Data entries
== == ==

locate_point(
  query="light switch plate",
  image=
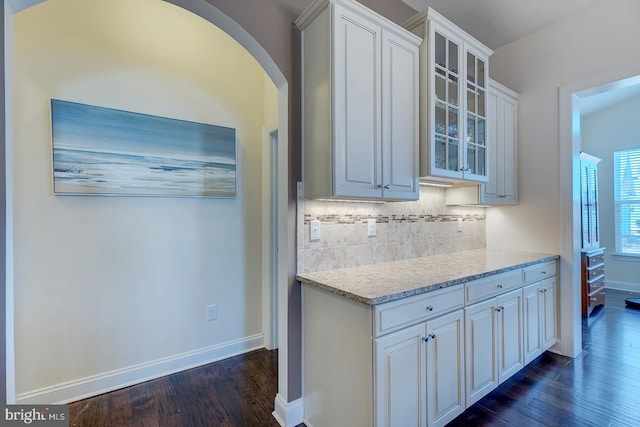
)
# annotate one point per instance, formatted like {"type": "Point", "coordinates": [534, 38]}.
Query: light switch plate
{"type": "Point", "coordinates": [314, 230]}
{"type": "Point", "coordinates": [371, 227]}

== == ==

State how many lines of the material contain the string "plate", where case counts. Give only the number.

## [Full output]
2